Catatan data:
--- --- ---
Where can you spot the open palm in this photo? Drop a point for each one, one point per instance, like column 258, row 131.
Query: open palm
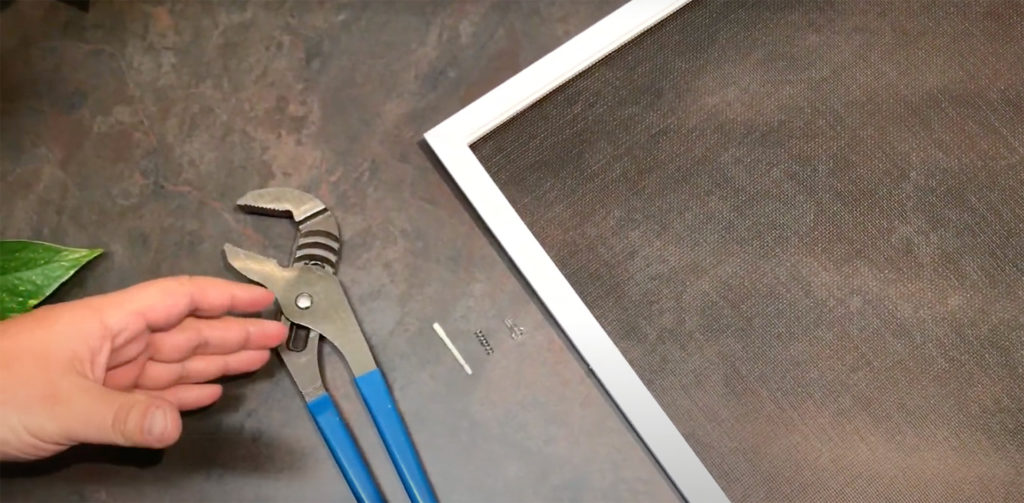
column 118, row 368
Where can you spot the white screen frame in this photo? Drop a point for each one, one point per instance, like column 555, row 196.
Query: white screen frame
column 451, row 141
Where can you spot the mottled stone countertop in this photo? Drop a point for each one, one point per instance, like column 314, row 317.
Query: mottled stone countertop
column 134, row 127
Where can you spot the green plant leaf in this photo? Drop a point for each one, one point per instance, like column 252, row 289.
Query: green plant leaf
column 30, row 270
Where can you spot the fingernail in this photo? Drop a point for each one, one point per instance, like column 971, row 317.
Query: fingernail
column 156, row 424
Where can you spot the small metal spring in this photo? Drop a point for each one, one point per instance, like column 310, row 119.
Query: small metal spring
column 482, row 339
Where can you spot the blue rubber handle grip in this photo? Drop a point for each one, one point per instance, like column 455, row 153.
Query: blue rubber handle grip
column 344, row 450
column 376, row 394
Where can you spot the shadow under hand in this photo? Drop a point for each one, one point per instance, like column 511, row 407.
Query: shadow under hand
column 120, row 456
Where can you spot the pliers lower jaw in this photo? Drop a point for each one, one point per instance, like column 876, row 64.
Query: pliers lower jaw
column 314, row 304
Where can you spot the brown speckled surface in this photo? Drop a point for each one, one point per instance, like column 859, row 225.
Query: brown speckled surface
column 134, row 128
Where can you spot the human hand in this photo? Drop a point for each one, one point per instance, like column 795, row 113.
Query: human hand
column 118, row 368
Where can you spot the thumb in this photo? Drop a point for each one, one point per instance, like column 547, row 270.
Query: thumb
column 101, row 415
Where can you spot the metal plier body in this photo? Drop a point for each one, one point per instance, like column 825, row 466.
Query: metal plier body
column 314, row 305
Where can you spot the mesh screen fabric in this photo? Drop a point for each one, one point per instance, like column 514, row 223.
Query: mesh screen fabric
column 803, row 224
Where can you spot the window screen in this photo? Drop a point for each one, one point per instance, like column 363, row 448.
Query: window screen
column 803, row 224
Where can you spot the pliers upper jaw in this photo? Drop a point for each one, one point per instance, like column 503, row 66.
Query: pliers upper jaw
column 318, row 242
column 281, row 202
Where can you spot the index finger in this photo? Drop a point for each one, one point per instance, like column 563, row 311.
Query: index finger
column 165, row 302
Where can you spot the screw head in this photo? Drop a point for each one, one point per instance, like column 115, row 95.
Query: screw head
column 303, row 300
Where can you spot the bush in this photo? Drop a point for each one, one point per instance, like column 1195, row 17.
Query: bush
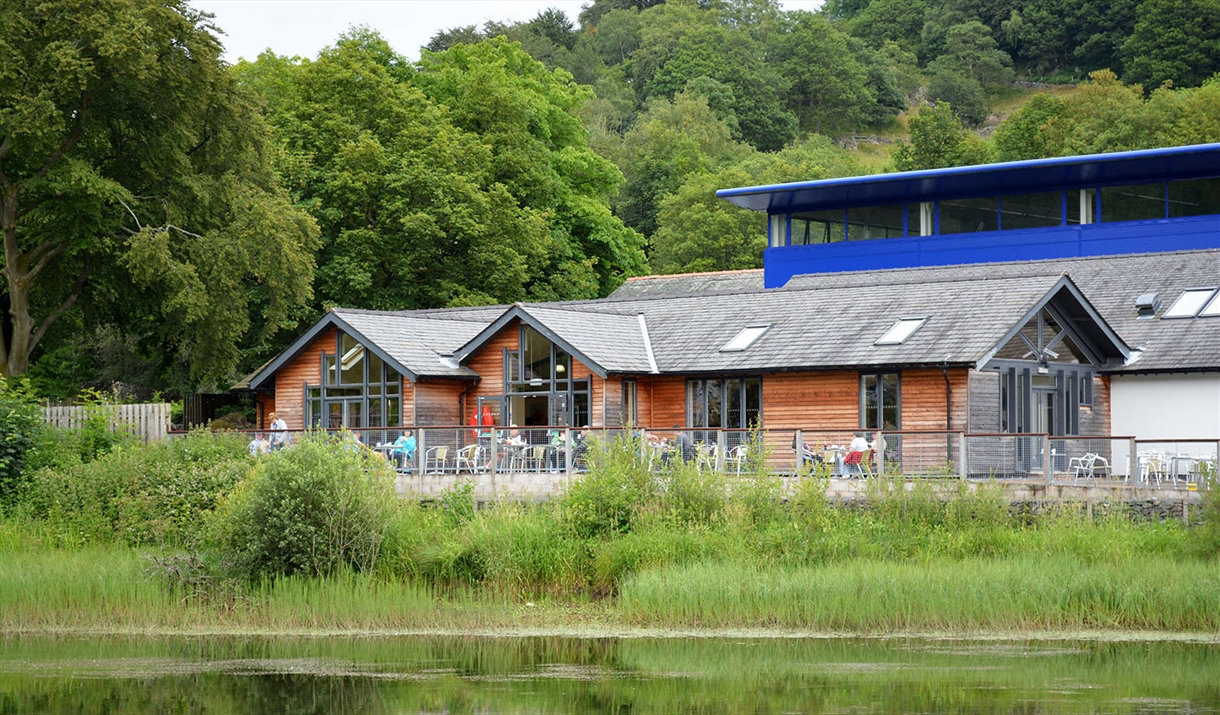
column 21, row 426
column 140, row 493
column 319, row 508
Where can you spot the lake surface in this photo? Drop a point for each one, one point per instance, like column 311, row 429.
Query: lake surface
column 603, row 675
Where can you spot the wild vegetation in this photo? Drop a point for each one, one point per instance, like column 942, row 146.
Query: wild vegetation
column 197, row 533
column 171, row 221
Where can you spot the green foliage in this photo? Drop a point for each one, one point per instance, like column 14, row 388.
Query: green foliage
column 319, row 508
column 610, row 497
column 961, row 93
column 699, row 232
column 1019, row 137
column 1174, row 40
column 938, row 140
column 21, row 431
column 139, row 494
column 134, row 162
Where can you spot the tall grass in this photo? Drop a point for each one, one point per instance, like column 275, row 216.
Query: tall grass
column 860, row 596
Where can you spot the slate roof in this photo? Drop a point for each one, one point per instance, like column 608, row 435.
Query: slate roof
column 610, row 338
column 700, row 283
column 1112, row 284
column 822, row 321
column 821, row 328
column 420, row 343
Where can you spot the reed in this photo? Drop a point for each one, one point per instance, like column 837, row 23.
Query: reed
column 866, row 596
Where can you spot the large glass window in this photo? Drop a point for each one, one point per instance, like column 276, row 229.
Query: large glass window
column 732, row 403
column 969, row 215
column 869, row 222
column 813, row 227
column 1031, row 210
column 358, row 391
column 1135, row 203
column 538, row 383
column 880, row 402
column 1194, row 198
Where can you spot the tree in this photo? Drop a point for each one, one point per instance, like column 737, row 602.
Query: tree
column 1019, row 137
column 126, row 148
column 938, row 140
column 963, row 93
column 828, row 84
column 898, row 21
column 528, row 118
column 971, row 51
column 1175, row 40
column 666, row 145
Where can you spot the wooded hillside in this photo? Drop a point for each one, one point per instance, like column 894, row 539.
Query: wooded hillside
column 171, row 222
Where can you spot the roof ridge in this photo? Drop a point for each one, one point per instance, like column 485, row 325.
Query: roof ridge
column 730, row 272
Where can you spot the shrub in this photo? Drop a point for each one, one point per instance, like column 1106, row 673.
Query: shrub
column 21, row 426
column 139, row 493
column 617, row 486
column 317, row 508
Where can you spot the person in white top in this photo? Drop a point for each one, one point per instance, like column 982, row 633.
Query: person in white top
column 278, row 432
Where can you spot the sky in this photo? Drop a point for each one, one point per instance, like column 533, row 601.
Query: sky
column 304, row 27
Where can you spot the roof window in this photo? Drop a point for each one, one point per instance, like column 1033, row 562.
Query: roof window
column 900, row 331
column 1191, row 301
column 1213, row 308
column 746, row 338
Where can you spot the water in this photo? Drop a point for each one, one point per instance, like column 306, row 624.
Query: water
column 603, row 675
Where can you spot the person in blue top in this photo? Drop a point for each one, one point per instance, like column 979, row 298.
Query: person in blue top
column 404, row 449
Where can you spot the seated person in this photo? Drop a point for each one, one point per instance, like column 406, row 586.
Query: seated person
column 855, row 452
column 404, row 448
column 259, row 445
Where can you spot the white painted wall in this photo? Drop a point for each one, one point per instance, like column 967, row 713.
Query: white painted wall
column 1166, row 406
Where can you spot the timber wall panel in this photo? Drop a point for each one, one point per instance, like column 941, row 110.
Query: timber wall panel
column 811, row 400
column 438, row 403
column 408, row 409
column 292, row 378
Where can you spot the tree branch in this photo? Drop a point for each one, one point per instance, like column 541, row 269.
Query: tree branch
column 42, row 262
column 64, row 306
column 75, row 134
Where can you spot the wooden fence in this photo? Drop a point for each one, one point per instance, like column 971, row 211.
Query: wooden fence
column 148, row 421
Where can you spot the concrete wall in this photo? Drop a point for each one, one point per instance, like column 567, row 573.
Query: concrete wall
column 1163, row 408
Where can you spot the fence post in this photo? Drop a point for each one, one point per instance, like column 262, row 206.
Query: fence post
column 961, row 458
column 1047, row 459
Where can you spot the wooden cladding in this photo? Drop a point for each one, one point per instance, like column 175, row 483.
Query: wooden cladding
column 292, row 378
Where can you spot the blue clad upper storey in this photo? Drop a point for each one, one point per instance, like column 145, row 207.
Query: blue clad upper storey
column 1104, row 204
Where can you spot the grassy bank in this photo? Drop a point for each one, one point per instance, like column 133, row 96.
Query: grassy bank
column 92, row 548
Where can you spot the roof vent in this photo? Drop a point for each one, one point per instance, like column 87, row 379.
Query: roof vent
column 1147, row 305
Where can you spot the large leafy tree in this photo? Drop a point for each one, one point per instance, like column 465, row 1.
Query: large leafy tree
column 127, row 150
column 828, row 84
column 1176, row 40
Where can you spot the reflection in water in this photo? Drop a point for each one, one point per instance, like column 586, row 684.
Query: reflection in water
column 603, row 675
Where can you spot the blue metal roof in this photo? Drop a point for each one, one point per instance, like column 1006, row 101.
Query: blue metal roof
column 1011, row 177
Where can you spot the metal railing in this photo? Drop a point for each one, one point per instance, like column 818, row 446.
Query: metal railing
column 456, row 450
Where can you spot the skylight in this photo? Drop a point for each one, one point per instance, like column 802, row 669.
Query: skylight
column 1190, row 303
column 903, row 328
column 1213, row 308
column 746, row 338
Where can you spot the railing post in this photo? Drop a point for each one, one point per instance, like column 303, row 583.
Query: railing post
column 567, row 452
column 881, row 453
column 1047, row 458
column 961, row 458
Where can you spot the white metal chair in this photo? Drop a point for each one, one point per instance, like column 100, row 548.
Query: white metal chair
column 469, row 459
column 436, row 459
column 736, row 456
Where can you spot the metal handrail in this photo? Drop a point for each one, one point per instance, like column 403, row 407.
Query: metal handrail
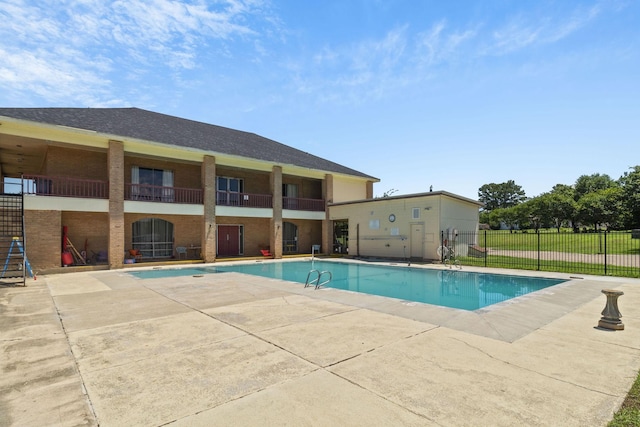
column 316, row 282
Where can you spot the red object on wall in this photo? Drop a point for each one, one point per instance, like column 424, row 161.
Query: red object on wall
column 67, row 259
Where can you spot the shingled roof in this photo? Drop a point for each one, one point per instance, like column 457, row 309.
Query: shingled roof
column 165, row 129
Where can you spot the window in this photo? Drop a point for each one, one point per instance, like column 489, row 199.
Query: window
column 229, row 190
column 153, row 237
column 290, row 196
column 289, row 237
column 152, row 184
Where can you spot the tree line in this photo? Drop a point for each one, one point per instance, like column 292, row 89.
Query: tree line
column 593, row 202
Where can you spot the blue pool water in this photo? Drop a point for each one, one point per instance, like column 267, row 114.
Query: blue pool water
column 448, row 288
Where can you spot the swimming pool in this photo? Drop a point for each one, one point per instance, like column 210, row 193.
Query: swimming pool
column 448, row 288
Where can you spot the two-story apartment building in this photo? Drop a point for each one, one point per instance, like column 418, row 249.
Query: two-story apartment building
column 118, row 179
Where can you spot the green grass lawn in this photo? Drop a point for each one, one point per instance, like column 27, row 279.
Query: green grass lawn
column 617, row 242
column 629, row 413
column 497, row 261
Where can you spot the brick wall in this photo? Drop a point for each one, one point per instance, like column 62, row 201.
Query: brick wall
column 43, row 232
column 256, row 233
column 87, row 227
column 186, row 228
column 254, row 181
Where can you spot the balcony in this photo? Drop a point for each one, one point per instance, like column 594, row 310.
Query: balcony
column 96, row 189
column 156, row 193
column 299, row 204
column 65, row 187
column 245, row 200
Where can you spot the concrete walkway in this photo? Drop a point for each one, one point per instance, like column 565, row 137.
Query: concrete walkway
column 104, row 348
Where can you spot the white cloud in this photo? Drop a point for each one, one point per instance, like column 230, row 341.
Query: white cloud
column 524, row 31
column 63, row 50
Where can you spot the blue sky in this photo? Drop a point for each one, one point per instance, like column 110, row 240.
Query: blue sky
column 415, row 92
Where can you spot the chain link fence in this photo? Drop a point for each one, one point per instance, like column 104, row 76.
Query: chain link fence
column 613, row 253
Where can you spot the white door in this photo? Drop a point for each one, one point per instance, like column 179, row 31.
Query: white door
column 417, row 241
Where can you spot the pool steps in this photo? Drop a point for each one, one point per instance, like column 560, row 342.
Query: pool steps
column 316, row 281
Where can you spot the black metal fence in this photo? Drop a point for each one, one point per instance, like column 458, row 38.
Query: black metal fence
column 613, row 253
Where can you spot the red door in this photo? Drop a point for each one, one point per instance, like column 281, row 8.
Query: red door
column 228, row 240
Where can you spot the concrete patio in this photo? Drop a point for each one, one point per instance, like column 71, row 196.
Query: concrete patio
column 104, row 348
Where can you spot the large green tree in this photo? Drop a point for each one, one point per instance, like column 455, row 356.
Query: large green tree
column 601, row 207
column 586, row 184
column 504, row 195
column 630, row 183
--- --- ---
__Tugas yang Diberikan__: Ubah baris-baris mulai dari baris yang memuat "Where can you spot the fence" sampai dengan baris yang memuat "column 1047, row 459". Tuliskan kembali baris-baris itu dengan mengganti setiap "fence post" menjadi "gate post" dan biarkan bagian lainnya tetap sama.

__Hasil Latihan Ini__:
Where can you spot the gate post in this photo? Drop a point for each one, one point per instance, like column 262, row 206.
Query: gate post
column 961, row 458
column 1047, row 459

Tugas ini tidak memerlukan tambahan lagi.